» **TASK STATEMENT**
According to the summary of Denis Dutton's view on beauty, what are the peacock's tail feathers the result of?

Summary
Denis Dutton as a philosopher studying art and beauty mentions his opinion about the origin of beauty. According to him, there exists a universal standard for beauty, and the strongest theory to explain this comes from Charles Darwin. He believes that the experience about the mental intensity and satisfaction of beauty is a part of evolved human psychology. Thus, natural selection in evolutionary mechanisms explains our basic disgust and pleasure. Another cardinal principle about evolution is a sexual choice, and the beautiful tail feathers of peacocks are the most famous example of this. The tail feathers of the peacock result from mate selection of peahens. So to speak, beauty is a way of nature to enable to act from far away. Also, people from different culture like a special landmark that is similar to those of savannahs of the Cainozoic, and this is evidence that all people find beauty from similar poetic experiences. In artistic beauty, you have only to examine hand axes made 2.5 million years ago. These are mostly symmetrical acute leaf or teardrop shape, and they would be the first art work. Skilful axes presented desirable personal qualities and these skills upgraded producers’ positions and gave reproductive advantages. However, it is not sure where the idea came from because there was no language at that time. Nevertheless, we feel the shape is beautiful, and we have discovered beauty from the skill. Therefore, beauty is an inheritance from our ancestors, and it will continue with our descendants.

» **RECORD SET**

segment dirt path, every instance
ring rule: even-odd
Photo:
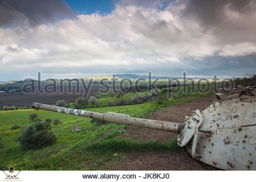
[[[183,123],[185,115],[192,108],[203,110],[214,100],[214,96],[199,98],[192,102],[171,106],[148,115],[148,119]],[[176,134],[130,126],[122,137],[130,137],[140,141],[168,141]],[[112,170],[209,170],[213,168],[194,160],[185,150],[183,152],[129,152],[125,159],[113,166]]]

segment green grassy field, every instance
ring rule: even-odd
[[[100,113],[125,113],[131,117],[143,118],[166,106],[205,96],[196,93],[169,100],[146,102],[141,105],[86,110]],[[100,101],[106,103],[111,99],[112,97],[102,98]],[[52,130],[57,136],[57,142],[39,149],[21,151],[16,138],[21,135],[27,125],[32,124],[32,121],[28,118],[34,113],[42,121],[46,118],[57,118],[63,122],[63,124],[57,126],[52,124]],[[167,143],[137,142],[129,138],[117,139],[117,136],[126,132],[126,126],[113,123],[97,126],[91,123],[90,119],[42,110],[0,111],[0,136],[3,138],[2,141],[4,144],[4,147],[0,148],[0,169],[14,166],[20,170],[109,169],[111,166],[125,158],[126,152],[144,151],[149,148],[155,151],[179,150],[175,139]],[[11,130],[11,127],[15,123],[21,127]],[[80,131],[72,132],[72,126],[75,125],[79,126]],[[117,155],[114,155],[115,154]]]

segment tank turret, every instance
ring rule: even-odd
[[[192,158],[225,170],[256,169],[256,97],[253,88],[222,89],[203,111],[191,109],[184,123],[136,118],[33,103],[33,108],[139,126],[177,134],[177,143]],[[241,94],[245,94],[242,95]],[[247,96],[246,96],[246,94]]]

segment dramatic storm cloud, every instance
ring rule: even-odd
[[[30,1],[33,10],[24,7]],[[38,72],[46,78],[148,72],[213,78],[256,69],[255,1],[122,0],[109,14],[75,17],[60,0],[22,2],[11,7],[27,18],[0,3],[9,11],[1,16],[0,81]]]
[[[24,22],[26,18],[37,24],[67,18],[72,10],[64,0],[0,1],[0,26]]]

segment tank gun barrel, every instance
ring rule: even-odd
[[[32,107],[37,109],[43,109],[53,112],[100,119],[102,121],[109,123],[142,126],[152,129],[176,133],[177,134],[180,133],[184,127],[184,125],[183,123],[144,118],[133,118],[130,117],[129,114],[112,112],[100,113],[79,109],[55,106],[36,102],[33,103]]]

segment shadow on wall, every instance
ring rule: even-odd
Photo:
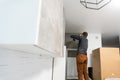
[[[51,80],[52,58],[0,49],[0,80]]]

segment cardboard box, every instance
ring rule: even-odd
[[[119,48],[98,48],[92,52],[93,79],[120,78]]]

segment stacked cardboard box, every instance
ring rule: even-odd
[[[92,52],[93,79],[120,78],[119,48],[98,48]]]

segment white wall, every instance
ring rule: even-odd
[[[0,43],[34,43],[40,1],[0,0]]]
[[[64,46],[64,57],[54,58],[53,80],[66,80],[66,46]]]
[[[42,0],[38,46],[58,56],[63,54],[63,0]],[[52,47],[51,47],[52,46]]]
[[[0,49],[0,80],[51,80],[52,58]]]
[[[88,35],[88,67],[92,66],[92,50],[102,47],[102,39],[100,33],[89,33]]]

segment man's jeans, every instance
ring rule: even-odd
[[[88,58],[85,54],[80,53],[76,56],[78,80],[83,80],[83,76],[85,80],[89,80],[87,73],[87,60]]]

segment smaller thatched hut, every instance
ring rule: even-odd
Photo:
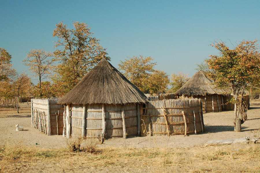
[[[212,81],[202,72],[196,72],[175,94],[201,99],[203,112],[220,112],[224,110],[224,90],[216,88]]]
[[[67,137],[140,134],[146,97],[104,59],[58,102],[66,105]]]

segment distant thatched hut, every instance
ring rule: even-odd
[[[66,105],[66,135],[125,138],[140,135],[146,97],[103,59],[58,101]]]
[[[177,95],[201,99],[204,113],[222,111],[226,93],[224,90],[215,88],[211,80],[201,71],[195,73],[175,93]]]

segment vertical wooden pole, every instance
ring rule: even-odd
[[[218,95],[217,95],[217,101],[218,103],[218,112],[220,112],[220,106],[219,106],[219,101],[218,101]]]
[[[199,114],[200,114],[200,125],[201,126],[201,132],[203,132],[204,129],[203,129],[204,127],[203,127],[203,123],[202,123],[202,117],[201,116],[201,111],[200,109],[199,111]]]
[[[102,104],[102,136],[104,137],[106,133],[106,114],[105,113],[105,105]]]
[[[66,133],[66,106],[64,106],[63,109],[63,130],[62,131],[62,136],[65,137]]]
[[[45,113],[44,112],[42,112],[42,128],[43,129],[43,133],[45,133],[46,129],[45,128]]]
[[[195,132],[195,134],[197,134],[197,130],[196,130],[196,116],[195,115],[195,112],[194,111],[193,111],[193,116],[194,119],[193,119],[193,122],[194,123],[194,131]]]
[[[221,101],[222,101],[222,104],[221,105],[222,106],[222,111],[224,111],[224,100],[223,99],[223,95],[221,95]]]
[[[47,135],[51,135],[51,109],[50,108],[50,102],[49,99],[47,99]]]
[[[184,136],[186,136],[187,135],[187,123],[186,123],[186,117],[185,116],[184,111],[183,110],[181,111],[181,112],[182,113],[182,116],[183,116],[183,120],[184,122]]]
[[[86,105],[83,105],[83,112],[82,116],[82,131],[81,136],[82,137],[85,136],[85,132],[86,131]]]
[[[31,100],[31,126],[32,127],[34,127],[34,112],[33,107],[32,99]]]
[[[70,136],[70,105],[67,104],[66,106],[66,123],[67,127],[66,128],[66,137],[69,139]]]
[[[18,103],[19,101],[19,97],[17,97],[17,113],[19,113],[19,110],[18,108]],[[7,99],[7,105],[8,105],[8,99]]]
[[[40,131],[42,131],[42,112],[39,112],[39,130]]]
[[[168,121],[167,121],[167,118],[164,112],[164,109],[163,107],[162,107],[161,108],[161,110],[162,111],[163,115],[164,116],[164,119],[165,120],[165,122],[166,123],[166,127],[167,129],[167,133],[168,133],[168,136],[170,136],[170,130],[169,129],[169,125],[168,125]]]
[[[126,138],[126,130],[125,128],[125,112],[124,111],[124,106],[122,106],[121,108],[121,115],[123,120],[123,138]]]
[[[56,116],[56,127],[57,128],[57,135],[59,135],[59,127],[58,125],[58,117],[59,117],[59,113],[60,113],[59,111],[58,111],[58,113],[55,112],[55,115]]]
[[[137,136],[140,136],[141,129],[141,117],[140,116],[140,109],[139,108],[139,104],[136,104],[136,111],[137,112]]]

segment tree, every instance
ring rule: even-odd
[[[38,83],[36,86],[36,87],[34,88],[33,93],[34,97],[38,97],[40,93],[42,95],[41,98],[48,98],[56,96],[55,90],[53,88],[53,85],[52,84],[51,82],[42,82],[41,84],[41,90],[40,90],[40,87],[38,87],[40,83]]]
[[[58,39],[54,54],[60,63],[52,79],[62,95],[72,89],[102,58],[110,59],[86,24],[76,22],[73,25],[74,29],[69,29],[61,22],[53,32],[53,36]]]
[[[42,50],[33,49],[27,54],[27,56],[23,61],[25,65],[30,67],[29,69],[39,79],[39,85],[36,86],[39,88],[40,97],[42,96],[42,82],[50,74],[51,70],[54,59],[53,54]]]
[[[171,89],[172,92],[174,93],[180,89],[190,79],[187,75],[181,72],[178,74],[172,74],[170,85],[172,86]]]
[[[134,85],[145,93],[163,92],[167,89],[169,79],[166,73],[155,70],[156,63],[148,57],[134,56],[120,61],[119,69]]]
[[[16,71],[10,63],[11,58],[5,49],[0,48],[0,82],[10,80],[15,75]]]
[[[155,70],[147,79],[147,89],[145,92],[151,94],[164,92],[170,82],[166,73],[157,70]]]
[[[241,125],[247,119],[247,109],[243,99],[237,99],[240,93],[243,98],[244,91],[249,85],[259,84],[260,81],[260,54],[257,40],[243,41],[234,49],[223,42],[213,45],[220,52],[220,56],[210,56],[207,61],[209,74],[216,86],[229,88],[232,91],[235,104],[235,131],[241,131]]]
[[[31,79],[27,74],[23,73],[18,75],[12,85],[14,97],[17,97],[17,113],[19,113],[18,100],[20,96],[28,96],[31,87]]]

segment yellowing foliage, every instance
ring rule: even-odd
[[[156,63],[150,57],[134,56],[121,61],[119,69],[133,84],[145,93],[162,93],[169,83],[168,76],[163,71],[155,70]]]

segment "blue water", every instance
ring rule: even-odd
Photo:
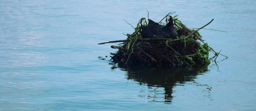
[[[217,65],[152,69],[108,60],[142,17],[170,12]],[[0,111],[255,111],[254,0],[0,0]],[[105,57],[105,56],[108,57]],[[98,58],[102,56],[106,59]]]

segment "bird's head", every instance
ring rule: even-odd
[[[173,17],[171,16],[168,16],[166,17],[166,19],[165,20],[166,22],[166,24],[170,23],[171,24],[173,24]]]

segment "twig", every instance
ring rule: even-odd
[[[189,35],[188,35],[188,36],[186,36],[185,37],[186,37],[186,38],[188,37],[190,37],[190,36],[192,36],[192,35],[194,35],[195,33],[196,33],[196,32],[197,32],[197,31],[199,31],[200,29],[201,29],[203,28],[204,27],[205,27],[206,26],[208,25],[209,25],[209,24],[210,24],[211,23],[211,22],[212,21],[213,21],[214,20],[214,19],[212,19],[211,20],[211,21],[210,21],[210,22],[209,22],[207,24],[206,24],[206,25],[204,25],[204,26],[203,26],[203,27],[201,27],[201,28],[199,28],[199,29],[197,29],[197,30],[196,30],[196,31],[195,31],[193,32],[192,33],[191,33],[191,34],[189,34]]]
[[[145,51],[143,50],[142,49],[138,47],[138,49],[139,49],[140,50],[140,51],[142,52],[142,53],[146,55],[147,56],[152,62],[154,62],[155,63],[155,64],[157,65],[157,67],[160,67],[160,66],[159,66],[159,65],[158,65],[158,64],[157,63],[157,61],[156,60],[155,60],[155,58],[153,58],[153,57],[152,57],[151,55],[147,54],[147,52],[145,52]]]
[[[198,29],[198,28],[189,28],[189,29]],[[228,32],[227,31],[220,31],[220,30],[215,30],[215,29],[208,29],[208,28],[203,28],[202,29],[205,29],[206,30],[212,30],[212,31],[220,31],[220,32]]]
[[[217,56],[216,56],[216,58],[215,58],[215,59],[214,59],[214,61],[215,62],[215,63],[216,62],[216,61],[215,61],[216,60],[216,59],[217,59],[217,57],[218,57],[218,56],[219,55],[219,53],[221,52],[221,50],[220,51],[219,51],[219,53],[218,53],[218,55],[217,55]]]
[[[148,15],[149,15],[149,12],[148,12],[148,11],[147,11],[147,18],[149,19],[149,17],[148,17]]]
[[[132,26],[132,25],[131,25],[131,24],[129,24],[128,22],[127,22],[127,21],[126,21],[124,20],[124,21],[125,21],[127,23],[127,24],[129,24],[129,25],[130,25],[132,26],[132,27],[133,27],[133,28],[134,28],[134,29],[135,29],[135,28],[134,28],[134,27],[133,27],[133,26]]]
[[[142,41],[142,40],[172,40],[172,41],[176,41],[177,40],[178,40],[179,39],[168,39],[168,38],[154,38],[154,39],[141,39],[141,38],[138,38],[137,40],[138,41]],[[109,41],[108,42],[104,42],[104,43],[98,43],[98,44],[106,44],[106,43],[117,43],[117,42],[124,42],[125,41],[126,41],[127,40],[127,39],[125,40],[115,40],[115,41]]]

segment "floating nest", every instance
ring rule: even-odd
[[[168,13],[163,19],[170,14]],[[110,53],[113,55],[110,56],[110,60],[128,66],[162,67],[209,63],[209,51],[213,52],[215,56],[219,53],[205,43],[197,31],[210,24],[214,19],[195,31],[187,28],[177,16],[173,18],[174,27],[179,35],[175,38],[164,38],[161,36],[155,35],[153,38],[143,39],[140,27],[142,24],[147,25],[147,23],[146,18],[142,18],[139,21],[137,27],[133,27],[135,32],[126,35],[127,36],[126,40],[99,44],[123,42],[119,46],[111,46],[111,48],[118,50],[116,53]],[[165,25],[161,21],[159,23]]]

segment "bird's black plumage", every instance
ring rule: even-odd
[[[165,38],[175,37],[178,35],[173,22],[173,20],[170,16],[166,17],[166,25],[165,26],[148,19],[147,25],[140,26],[142,30],[141,33],[142,37],[143,38],[151,39],[154,37],[154,35],[157,35]]]

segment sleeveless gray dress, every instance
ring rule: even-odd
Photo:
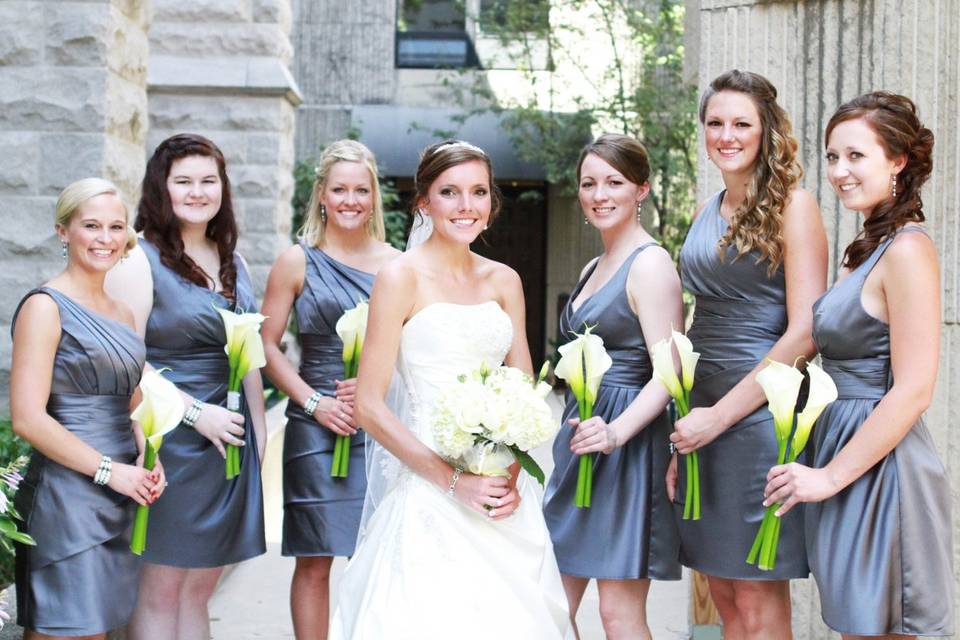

» **SOLUTION TO THE PROBLEM**
Mate selection by peahens.